─── TEXTE FOURNI ───
Évidemment, les femmes sont bien plus touchées
Le média suédois Breakit rapporte (via Games Industry) qu’une enquête mené conjointement par deux syndicats révèle que près de la moitié des employés de Paradox Interactive aurait été victimes de “mauvais traitement”. Il serait question de bizutage, mais surtout de sexisme qui toucherait l’ensemble de l’entreprise.
Sur les 400 employés de l’éditeur (qui possède aussi ses propres équipes de développement), 133 personnes ont été questionnées sur leur environnement de travail. Ainsi, 44% affirment avoir déjà subi un préjudice moral, ce qui comprend 30% des hommes, mais surtout 69% des femmes interrogées, ces dernières représentant 26% de l’échantillon.
C’est une histoire qui se répète beaucoup dans l’industrie, puisque l’enquête révèle une certaine “culture du silence” au sein de Paradox, rapportant que les plaintes de la plupart des victimes auprès du management n’auraient jamais été accompagnées de façon efficace. “Les cas de mauvais traitement sont un problème systématique et bien trop courant chez Paradox”, concluent les deux syndicats suédois, Unionen et Sveriges Ingenjörer.
Le rapport aurait été soumis à l’exécutif de l’entreprise le lundi 30 août, avant d’être diffusé au sein des employés 2 jours plus tard. Le lendemain, la démission de la PDG Ebba Ljungerud est rendue publique, en raison “de points de vue divergents sur la stratégie de l’entreprise pour l’avenir”. En effet, le nouveau (et ancien) PDG de Paradox, Fredrik Wester, affirme qu’il s’agit d’une coïncidence, puisque le départ de Ljungerud n’aurait aucun lien avec la prise de connaissance du sondage.
─── DONNÉES FOURNIES ───
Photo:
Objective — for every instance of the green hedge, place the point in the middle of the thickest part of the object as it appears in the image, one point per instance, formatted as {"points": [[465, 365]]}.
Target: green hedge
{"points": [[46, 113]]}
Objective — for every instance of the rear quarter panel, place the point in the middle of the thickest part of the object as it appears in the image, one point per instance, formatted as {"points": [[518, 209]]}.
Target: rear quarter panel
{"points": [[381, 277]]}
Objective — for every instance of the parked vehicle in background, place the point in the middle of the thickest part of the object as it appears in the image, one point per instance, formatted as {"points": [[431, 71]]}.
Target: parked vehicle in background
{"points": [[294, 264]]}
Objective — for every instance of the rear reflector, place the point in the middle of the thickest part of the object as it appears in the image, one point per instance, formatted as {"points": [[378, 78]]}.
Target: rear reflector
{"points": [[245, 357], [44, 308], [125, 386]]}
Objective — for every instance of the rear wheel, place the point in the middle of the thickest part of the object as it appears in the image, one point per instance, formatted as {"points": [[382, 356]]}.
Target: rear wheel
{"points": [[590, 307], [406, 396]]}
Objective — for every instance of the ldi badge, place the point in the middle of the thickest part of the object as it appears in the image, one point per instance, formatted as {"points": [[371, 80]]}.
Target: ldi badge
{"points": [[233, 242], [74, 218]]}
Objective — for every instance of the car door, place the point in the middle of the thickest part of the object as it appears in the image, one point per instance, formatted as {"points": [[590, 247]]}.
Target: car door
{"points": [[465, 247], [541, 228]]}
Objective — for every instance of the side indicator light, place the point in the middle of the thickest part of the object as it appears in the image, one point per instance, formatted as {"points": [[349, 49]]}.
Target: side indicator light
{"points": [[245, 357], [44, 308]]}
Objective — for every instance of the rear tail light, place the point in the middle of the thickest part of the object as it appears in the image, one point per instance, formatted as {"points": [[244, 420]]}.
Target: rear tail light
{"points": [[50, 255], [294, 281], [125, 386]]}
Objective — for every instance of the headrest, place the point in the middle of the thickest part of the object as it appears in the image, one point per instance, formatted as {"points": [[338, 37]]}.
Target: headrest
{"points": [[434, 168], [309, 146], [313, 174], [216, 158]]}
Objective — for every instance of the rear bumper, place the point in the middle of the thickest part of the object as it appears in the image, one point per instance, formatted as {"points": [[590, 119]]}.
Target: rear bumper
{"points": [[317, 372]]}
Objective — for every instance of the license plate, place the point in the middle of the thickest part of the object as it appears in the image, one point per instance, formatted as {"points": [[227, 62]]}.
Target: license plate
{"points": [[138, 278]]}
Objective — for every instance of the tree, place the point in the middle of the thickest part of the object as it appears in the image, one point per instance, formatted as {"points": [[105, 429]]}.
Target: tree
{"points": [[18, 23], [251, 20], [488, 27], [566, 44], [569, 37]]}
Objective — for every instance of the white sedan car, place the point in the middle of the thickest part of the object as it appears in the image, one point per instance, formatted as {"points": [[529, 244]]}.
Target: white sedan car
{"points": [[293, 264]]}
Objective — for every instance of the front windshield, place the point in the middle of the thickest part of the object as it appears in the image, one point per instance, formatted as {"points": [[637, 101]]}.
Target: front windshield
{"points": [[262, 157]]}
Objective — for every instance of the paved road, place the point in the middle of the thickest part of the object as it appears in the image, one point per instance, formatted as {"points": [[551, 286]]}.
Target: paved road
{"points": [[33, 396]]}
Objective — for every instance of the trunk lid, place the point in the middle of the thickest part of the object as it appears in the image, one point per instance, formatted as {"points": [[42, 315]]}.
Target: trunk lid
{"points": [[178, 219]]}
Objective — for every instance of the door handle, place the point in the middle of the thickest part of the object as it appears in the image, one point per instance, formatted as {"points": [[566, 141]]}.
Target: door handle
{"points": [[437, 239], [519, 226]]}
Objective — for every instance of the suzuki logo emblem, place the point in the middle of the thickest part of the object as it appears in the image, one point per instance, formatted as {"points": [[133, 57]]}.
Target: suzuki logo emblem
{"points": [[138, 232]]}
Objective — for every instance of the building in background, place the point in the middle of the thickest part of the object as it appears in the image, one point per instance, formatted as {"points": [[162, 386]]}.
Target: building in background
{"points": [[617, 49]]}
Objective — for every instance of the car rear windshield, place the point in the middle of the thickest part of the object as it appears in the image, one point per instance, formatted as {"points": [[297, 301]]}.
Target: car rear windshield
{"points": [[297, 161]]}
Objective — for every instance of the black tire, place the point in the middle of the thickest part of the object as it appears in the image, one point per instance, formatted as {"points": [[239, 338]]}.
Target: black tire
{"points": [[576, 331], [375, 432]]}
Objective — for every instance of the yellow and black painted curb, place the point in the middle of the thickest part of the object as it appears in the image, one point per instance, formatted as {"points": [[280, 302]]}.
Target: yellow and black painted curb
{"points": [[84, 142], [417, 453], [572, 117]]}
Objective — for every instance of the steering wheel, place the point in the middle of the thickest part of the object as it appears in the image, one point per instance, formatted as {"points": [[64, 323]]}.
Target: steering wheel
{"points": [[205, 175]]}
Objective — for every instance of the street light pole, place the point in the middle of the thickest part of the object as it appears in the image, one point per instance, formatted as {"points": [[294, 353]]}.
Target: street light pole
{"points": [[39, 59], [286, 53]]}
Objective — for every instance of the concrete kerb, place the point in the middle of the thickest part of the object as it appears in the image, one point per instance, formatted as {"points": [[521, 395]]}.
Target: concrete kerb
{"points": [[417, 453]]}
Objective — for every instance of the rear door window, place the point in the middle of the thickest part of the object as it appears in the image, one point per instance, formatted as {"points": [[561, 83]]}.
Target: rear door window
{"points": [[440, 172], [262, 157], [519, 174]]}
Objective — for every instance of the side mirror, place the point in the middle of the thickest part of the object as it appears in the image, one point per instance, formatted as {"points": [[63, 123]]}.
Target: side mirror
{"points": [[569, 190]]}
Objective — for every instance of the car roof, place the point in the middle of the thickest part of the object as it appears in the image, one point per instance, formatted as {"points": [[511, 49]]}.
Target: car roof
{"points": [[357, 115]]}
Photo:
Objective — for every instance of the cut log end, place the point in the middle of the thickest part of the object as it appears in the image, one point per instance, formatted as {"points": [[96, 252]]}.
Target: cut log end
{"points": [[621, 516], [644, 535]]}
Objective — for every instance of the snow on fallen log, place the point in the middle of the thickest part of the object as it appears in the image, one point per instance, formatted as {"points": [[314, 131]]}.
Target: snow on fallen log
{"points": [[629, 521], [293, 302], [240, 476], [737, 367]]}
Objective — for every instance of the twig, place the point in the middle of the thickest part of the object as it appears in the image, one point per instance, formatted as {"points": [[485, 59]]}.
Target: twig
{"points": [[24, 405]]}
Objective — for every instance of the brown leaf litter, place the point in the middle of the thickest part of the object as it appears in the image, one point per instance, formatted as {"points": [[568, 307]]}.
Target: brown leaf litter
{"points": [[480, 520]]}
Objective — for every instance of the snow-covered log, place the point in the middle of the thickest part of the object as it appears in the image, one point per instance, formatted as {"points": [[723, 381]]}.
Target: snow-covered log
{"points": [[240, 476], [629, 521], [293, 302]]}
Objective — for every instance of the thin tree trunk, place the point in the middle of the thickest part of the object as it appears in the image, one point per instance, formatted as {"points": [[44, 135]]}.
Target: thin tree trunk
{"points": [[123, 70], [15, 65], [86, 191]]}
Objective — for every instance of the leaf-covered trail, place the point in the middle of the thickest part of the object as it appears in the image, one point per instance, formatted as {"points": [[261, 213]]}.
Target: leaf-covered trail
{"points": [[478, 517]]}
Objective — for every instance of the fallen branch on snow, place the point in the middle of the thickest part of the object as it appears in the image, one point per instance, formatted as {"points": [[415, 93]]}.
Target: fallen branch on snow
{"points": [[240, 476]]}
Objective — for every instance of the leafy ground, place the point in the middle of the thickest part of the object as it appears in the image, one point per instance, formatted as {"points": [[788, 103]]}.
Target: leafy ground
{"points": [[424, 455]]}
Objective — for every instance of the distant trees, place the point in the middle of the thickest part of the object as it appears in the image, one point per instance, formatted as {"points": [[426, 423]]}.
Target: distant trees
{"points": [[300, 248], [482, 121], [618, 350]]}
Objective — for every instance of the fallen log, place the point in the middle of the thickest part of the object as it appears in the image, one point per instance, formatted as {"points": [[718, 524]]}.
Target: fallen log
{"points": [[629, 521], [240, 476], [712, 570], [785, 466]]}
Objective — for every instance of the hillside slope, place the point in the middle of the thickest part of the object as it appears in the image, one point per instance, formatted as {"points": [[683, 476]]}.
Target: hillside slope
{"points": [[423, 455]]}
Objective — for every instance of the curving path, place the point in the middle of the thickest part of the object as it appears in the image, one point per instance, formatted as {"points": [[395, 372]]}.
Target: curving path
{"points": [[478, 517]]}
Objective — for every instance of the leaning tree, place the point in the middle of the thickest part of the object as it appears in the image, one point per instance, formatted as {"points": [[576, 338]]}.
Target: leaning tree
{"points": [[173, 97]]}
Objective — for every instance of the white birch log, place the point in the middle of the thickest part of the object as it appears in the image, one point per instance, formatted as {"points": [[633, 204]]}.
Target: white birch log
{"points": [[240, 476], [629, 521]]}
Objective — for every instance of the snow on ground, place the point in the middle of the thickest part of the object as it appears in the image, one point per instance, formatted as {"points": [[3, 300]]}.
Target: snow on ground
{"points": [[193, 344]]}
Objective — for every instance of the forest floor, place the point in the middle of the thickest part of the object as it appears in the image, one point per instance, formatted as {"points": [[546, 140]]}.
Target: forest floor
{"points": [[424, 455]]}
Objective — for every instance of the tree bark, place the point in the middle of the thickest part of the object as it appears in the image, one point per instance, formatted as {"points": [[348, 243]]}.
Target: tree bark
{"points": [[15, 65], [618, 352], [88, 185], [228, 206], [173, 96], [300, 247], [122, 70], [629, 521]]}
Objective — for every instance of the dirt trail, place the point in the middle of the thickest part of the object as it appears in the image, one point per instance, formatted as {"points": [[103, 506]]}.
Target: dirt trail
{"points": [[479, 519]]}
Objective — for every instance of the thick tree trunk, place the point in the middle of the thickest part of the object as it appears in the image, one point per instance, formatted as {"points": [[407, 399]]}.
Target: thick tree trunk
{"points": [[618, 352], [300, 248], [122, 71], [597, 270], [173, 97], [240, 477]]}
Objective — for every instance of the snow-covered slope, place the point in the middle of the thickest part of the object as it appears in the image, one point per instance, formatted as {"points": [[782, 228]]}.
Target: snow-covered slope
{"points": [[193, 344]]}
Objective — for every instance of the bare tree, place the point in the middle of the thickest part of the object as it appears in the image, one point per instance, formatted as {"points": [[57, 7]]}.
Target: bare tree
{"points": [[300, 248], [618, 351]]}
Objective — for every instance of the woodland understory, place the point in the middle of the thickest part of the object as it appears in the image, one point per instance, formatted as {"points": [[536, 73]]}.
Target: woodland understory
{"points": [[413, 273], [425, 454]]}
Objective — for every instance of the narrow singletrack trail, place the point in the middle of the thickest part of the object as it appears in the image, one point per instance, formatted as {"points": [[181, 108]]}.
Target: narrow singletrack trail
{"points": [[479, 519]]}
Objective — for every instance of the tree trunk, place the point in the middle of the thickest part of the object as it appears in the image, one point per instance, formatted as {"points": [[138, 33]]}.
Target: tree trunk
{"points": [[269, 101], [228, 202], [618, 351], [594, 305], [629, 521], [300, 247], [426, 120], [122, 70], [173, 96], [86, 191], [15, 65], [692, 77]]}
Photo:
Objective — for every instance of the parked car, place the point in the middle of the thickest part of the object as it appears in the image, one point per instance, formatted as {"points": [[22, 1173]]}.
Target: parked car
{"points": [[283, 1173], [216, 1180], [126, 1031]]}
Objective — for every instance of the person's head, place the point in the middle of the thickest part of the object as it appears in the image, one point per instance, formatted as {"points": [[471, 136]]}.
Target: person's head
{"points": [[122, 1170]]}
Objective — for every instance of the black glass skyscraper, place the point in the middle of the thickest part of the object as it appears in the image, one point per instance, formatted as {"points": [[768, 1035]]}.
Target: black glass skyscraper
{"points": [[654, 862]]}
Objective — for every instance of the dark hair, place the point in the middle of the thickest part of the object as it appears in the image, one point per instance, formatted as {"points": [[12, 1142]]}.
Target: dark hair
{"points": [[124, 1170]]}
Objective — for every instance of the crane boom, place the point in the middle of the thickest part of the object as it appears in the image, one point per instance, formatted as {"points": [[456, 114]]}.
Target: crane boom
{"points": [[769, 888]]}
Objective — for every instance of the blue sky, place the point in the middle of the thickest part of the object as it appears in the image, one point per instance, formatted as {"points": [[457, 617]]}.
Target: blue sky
───
*PARTIES DE L'EXERCICE*:
- A) Pouvez-vous recopier l'article sur Paradox Interactive de « C’est une histoire » à « et Sveriges Ingenjörer. » ?
- B) Pouvez-vous poursuivre l'article sur Paradox Interactive à partir de sa dernière phrase ?

*RÉSULTATS ATTENDUS*:
- A)
C’est une histoire qui se répète beaucoup dans l’industrie, puisque l’enquête révèle une certaine “culture du silence” au sein de Paradox, rapportant que les plaintes de la plupart des victimes auprès du management n’auraient jamais été accompagnées de façon efficace. “Les cas de mauvais traitement sont un problème systématique et bien trop courant chez Paradox”, concluent les deux syndicats suédois, Unionen et Sveriges Ingenjörer.

- B)
En réaction, Paradox fait comme la plupart des entreprises récemment épinglés pour mauvais traitement de ses employés et cas de harcèlement moral ou sexuel : une contre-enquête, comme le rapporte Eurogamer.
- Nous avons connaissance d’une enquête menée au sein de l’entreprise sur ce sujet, et des résultats qui ne sont évidemment pas satisfaisants. L’équipe de direction veut s’assurer que ces données soient prises en compte, mais prendre des mesures immédiates et directes est juridiquement difficile en raison de la nature informelle de l’enquête (et du partage des résultats qui survient juste avant de subir le changement de PDG, ce qui a été assez chargé pour nous). Nous travaillons actuellement à concilier l’enquête informelle avec nos propres recherches internes, et sommes impatients d’agir.
- Paradox est actuellement en train de faire appel à une société externe et neutre pour effectuer un audit approfondi de nos processus et une enquête complète auprès des employés. Cela nous aidera à progresser dans tous les sujets sur lesquels nous avons travaillé à améliorer ces dernières années — le harcèlement et les abus seront primordiaux parmi ceux-ci, mais nous examineront également des sujets tels que l’embauche et la rémunération impartiales, la sensibilisation continue aux préjugés, l’inclusion, et plus encore.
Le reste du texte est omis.